Items listed in a dataset
****

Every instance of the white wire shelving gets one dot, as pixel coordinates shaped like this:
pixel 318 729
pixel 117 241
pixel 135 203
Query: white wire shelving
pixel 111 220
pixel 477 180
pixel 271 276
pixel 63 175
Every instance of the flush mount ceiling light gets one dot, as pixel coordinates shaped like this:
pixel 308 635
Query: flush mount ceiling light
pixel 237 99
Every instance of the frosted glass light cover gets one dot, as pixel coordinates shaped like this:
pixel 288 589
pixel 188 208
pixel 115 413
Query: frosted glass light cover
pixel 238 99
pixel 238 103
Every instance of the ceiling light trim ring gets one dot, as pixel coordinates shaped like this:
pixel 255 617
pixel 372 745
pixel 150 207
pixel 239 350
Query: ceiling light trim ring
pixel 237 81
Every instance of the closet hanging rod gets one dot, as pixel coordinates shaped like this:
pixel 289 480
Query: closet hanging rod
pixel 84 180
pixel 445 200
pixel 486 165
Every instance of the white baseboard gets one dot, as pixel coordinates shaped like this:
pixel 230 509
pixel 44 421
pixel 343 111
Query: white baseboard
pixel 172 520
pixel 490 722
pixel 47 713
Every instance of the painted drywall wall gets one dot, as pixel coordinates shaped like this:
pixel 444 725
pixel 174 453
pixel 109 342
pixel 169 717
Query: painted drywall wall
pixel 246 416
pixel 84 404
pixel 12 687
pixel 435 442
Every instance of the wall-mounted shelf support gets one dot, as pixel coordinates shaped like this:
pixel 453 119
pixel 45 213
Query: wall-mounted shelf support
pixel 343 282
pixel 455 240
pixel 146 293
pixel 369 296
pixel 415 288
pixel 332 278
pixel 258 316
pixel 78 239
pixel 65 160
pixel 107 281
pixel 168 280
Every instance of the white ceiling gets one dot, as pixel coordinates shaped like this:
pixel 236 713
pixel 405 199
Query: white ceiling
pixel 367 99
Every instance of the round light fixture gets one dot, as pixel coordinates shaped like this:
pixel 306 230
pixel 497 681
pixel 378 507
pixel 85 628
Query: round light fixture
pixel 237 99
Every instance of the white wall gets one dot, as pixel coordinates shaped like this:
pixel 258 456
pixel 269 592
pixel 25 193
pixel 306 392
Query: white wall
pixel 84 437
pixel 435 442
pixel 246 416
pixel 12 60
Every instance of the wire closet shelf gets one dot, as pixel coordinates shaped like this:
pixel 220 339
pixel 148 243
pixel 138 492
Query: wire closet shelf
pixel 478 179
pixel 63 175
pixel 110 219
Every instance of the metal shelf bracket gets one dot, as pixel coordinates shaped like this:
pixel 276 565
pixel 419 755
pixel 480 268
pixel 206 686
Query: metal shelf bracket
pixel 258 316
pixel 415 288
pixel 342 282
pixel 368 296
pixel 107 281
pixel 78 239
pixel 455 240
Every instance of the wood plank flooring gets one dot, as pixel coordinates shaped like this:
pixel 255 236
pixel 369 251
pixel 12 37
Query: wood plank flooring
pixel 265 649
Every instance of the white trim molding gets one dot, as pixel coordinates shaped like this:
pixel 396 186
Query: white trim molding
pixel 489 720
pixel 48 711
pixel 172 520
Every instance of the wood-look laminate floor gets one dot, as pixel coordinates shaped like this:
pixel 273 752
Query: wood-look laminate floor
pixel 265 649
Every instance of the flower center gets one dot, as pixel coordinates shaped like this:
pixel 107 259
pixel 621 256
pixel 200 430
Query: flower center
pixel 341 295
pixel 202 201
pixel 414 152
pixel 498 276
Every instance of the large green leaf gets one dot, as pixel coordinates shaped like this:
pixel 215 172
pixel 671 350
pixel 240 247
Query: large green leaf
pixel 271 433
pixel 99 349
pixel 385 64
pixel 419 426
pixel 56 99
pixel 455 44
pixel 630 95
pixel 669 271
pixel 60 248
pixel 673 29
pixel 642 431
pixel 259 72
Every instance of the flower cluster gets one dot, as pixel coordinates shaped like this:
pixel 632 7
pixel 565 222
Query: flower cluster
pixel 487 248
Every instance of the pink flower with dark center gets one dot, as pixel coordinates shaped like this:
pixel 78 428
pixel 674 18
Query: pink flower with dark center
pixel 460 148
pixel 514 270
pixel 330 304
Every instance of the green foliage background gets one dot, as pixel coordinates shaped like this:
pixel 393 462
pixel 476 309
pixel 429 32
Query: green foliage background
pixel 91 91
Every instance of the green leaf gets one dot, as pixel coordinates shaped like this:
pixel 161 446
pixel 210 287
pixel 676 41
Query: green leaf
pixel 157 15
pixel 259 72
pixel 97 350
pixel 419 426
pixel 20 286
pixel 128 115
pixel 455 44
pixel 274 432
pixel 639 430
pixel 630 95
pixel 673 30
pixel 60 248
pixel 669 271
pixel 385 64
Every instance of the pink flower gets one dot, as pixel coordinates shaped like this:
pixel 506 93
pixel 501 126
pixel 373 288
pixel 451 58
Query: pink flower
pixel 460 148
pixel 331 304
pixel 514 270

****

Turn all the entries above into a numbered list with one line per number, leaving out any blank lines.

▶ _RESULT OF THIS EXERCISE_
1. Every instance of the white wire shelving gets one dot, as pixel coordinates shaped like this:
2. pixel 318 729
3. pixel 117 241
4. pixel 135 203
5. Query: white wire shelving
6. pixel 111 220
7. pixel 477 180
8. pixel 271 276
9. pixel 63 175
10. Every instance of the flush mount ceiling light gets one dot, as pixel coordinates shaped like this:
11. pixel 308 635
12. Query: flush mount ceiling light
13. pixel 237 99
14. Every instance of the frosted glass light cover gets one dot, as pixel coordinates shaped like this:
15. pixel 288 589
16. pixel 188 208
17. pixel 115 413
18. Query: frosted glass light cover
19. pixel 238 99
20. pixel 238 103
21. Every instance of the ceiling light trim ring gets one dot, as pixel coordinates shaped like this:
22. pixel 255 617
23. pixel 372 745
24. pixel 150 207
25. pixel 239 350
26. Query: ceiling light trim ring
27. pixel 237 81
28. Every instance of the closet hanging rod gets one dot, as pixel coordinates shaped like this:
29. pixel 289 480
30. Query: closet hanging rod
31. pixel 84 180
32. pixel 445 200
33. pixel 486 165
34. Every instance of the white baseboard gets one dot, as pixel coordinates shaped like this:
35. pixel 230 509
36. pixel 44 421
37. pixel 343 111
38. Query: white baseboard
39. pixel 172 520
40. pixel 490 722
41. pixel 47 713
42. Every instance of the painted drywall wall gets one dot, as pixel coordinates shaped like this:
43. pixel 444 725
44. pixel 174 453
45. pixel 109 342
46. pixel 169 717
47. Query: painted drywall wall
48. pixel 246 416
49. pixel 84 404
50. pixel 12 687
51. pixel 435 442
52. Every instance of the wall-mounted shelf support gets one dot, as pixel coordinates shaped like this:
53. pixel 453 119
54. pixel 45 213
55. Query: wall-mounted shelf support
56. pixel 343 282
57. pixel 455 240
58. pixel 146 293
59. pixel 369 296
60. pixel 415 288
61. pixel 332 278
62. pixel 258 316
63. pixel 78 239
64. pixel 65 160
65. pixel 107 281
66. pixel 168 280
67. Every instance of the white ceiling gets one dot, as pixel coordinates shaped like this:
68. pixel 236 713
69. pixel 405 199
70. Query: white ceiling
71. pixel 367 99
72. Every instance of the round light fixture gets one dot, as pixel coordinates shaped like this:
73. pixel 306 230
74. pixel 497 681
75. pixel 378 507
76. pixel 85 628
77. Query: round light fixture
78. pixel 237 99
79. Every instance of the white wall gets one dot, as pixel coordinates shaped like this:
80. pixel 258 456
81. pixel 269 592
82. pixel 25 193
83. pixel 306 392
84. Query: white wall
85. pixel 84 437
86. pixel 435 442
87. pixel 246 416
88. pixel 12 60
89. Every instance of the wire closet shelf gets one dot, as pixel coordinates shaped like this:
90. pixel 220 339
91. pixel 148 243
92. pixel 138 492
93. Query: wire closet shelf
94. pixel 478 179
95. pixel 63 175
96. pixel 110 219
97. Every instance of the metal shelf bracket gets one dot, as pixel coordinates shaped like this:
98. pixel 276 565
99. pixel 419 755
100. pixel 480 268
101. pixel 206 686
102. Query: metal shelf bracket
103. pixel 258 316
104. pixel 415 288
105. pixel 342 282
106. pixel 368 296
107. pixel 107 281
108. pixel 78 239
109. pixel 455 240
110. Every instance of the wood plank flooring gets one dot, as pixel coordinates shaped like this:
111. pixel 255 236
112. pixel 369 251
113. pixel 12 37
114. Query: wood plank flooring
115. pixel 265 649
116. Every instance of the white trim molding gets one dot, as pixel coordinates shaped like this:
117. pixel 396 186
118. Query: white trim molding
119. pixel 489 720
120. pixel 48 711
121. pixel 172 520
122. Every instance of the wood-look laminate floor gets one dot, as pixel coordinates shaped like this:
123. pixel 273 752
124. Query: wood-look laminate floor
125. pixel 265 649
126. Every instance of the flower center gets one dot, as pixel coordinates shaped like this:
127. pixel 107 259
128. pixel 621 256
129. pixel 200 430
130. Query: flower center
131. pixel 341 295
132. pixel 202 201
133. pixel 414 152
134. pixel 498 276
135. Every instance of the large green leaf gets one dot, as pixel coordinates shaped like this:
136. pixel 215 172
137. pixel 671 350
138. pixel 240 247
139. Query: large green leaf
140. pixel 271 433
141. pixel 99 349
142. pixel 385 64
143. pixel 419 426
144. pixel 56 99
145. pixel 455 44
146. pixel 630 95
147. pixel 669 271
148. pixel 60 248
149. pixel 673 29
150. pixel 642 431
151. pixel 259 72
152. Every instance of the flower cluster gets one dot, as pixel coordinates shaped like this:
153. pixel 632 7
154. pixel 565 222
155. Query: flower cluster
156. pixel 487 248
157. Every instance of the pink flower with dark center gets one dot, as pixel coordinates shaped like this:
158. pixel 78 428
159. pixel 674 18
160. Query: pink flower with dark center
161. pixel 460 148
162. pixel 514 270
163. pixel 330 304
164. Every instance of the green foliage background gets one dot, as pixel coordinates shaped like this:
165. pixel 393 462
166. pixel 476 309
167. pixel 429 32
168. Query: green foliage background
169. pixel 91 91
170. Every instance of the green leaf gets one dot, as pixel coordinates shaped like this:
171. pixel 161 446
172. pixel 210 287
173. pixel 676 41
174. Query: green leaf
175. pixel 157 15
176. pixel 259 72
177. pixel 97 350
178. pixel 419 426
179. pixel 20 286
180. pixel 128 115
181. pixel 455 44
182. pixel 274 432
183. pixel 639 430
184. pixel 630 95
185. pixel 673 30
186. pixel 60 248
187. pixel 669 271
188. pixel 385 64
189. Every instance of the pink flower gets one dot, as pixel coordinates shaped like this:
190. pixel 506 93
191. pixel 501 126
192. pixel 373 288
193. pixel 451 58
194. Query: pink flower
195. pixel 460 148
196. pixel 331 304
197. pixel 514 270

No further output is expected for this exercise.